━━ Exercise input

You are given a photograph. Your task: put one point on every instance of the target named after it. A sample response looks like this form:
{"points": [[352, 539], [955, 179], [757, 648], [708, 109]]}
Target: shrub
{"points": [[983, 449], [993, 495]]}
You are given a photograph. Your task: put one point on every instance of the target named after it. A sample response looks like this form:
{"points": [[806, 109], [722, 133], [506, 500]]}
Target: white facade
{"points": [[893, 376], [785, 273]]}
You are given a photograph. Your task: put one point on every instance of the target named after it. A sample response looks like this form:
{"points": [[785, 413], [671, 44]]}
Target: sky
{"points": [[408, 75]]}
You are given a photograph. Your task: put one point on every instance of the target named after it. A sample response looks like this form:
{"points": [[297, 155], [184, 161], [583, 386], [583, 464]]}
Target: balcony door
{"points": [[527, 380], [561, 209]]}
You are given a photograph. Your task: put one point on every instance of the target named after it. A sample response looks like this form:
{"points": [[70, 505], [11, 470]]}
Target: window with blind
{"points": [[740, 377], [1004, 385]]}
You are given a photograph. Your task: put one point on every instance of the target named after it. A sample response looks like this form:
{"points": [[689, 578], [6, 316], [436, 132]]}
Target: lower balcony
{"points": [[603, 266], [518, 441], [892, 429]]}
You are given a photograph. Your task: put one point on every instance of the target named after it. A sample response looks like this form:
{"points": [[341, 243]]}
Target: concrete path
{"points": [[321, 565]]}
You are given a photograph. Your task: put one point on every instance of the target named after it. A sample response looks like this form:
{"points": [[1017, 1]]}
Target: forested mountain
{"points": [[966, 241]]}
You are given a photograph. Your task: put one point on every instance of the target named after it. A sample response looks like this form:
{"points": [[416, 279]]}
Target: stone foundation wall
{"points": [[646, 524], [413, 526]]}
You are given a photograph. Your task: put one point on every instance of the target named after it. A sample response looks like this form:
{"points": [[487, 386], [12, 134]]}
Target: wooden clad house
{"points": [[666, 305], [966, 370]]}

━━━━

**Problem statement**
Everything from the line with "Target: stone foundation wall" to the last line of the entries is to be written out exactly; omit all earlier lines.

**Answer to this task**
Target: stone foundation wall
{"points": [[646, 524], [413, 526]]}
You are given a photograph. Your task: put one point on every instance of the target named after it. A sample response looks like this form:
{"points": [[487, 386], [12, 134]]}
Target: wooden clad house
{"points": [[666, 305], [966, 370]]}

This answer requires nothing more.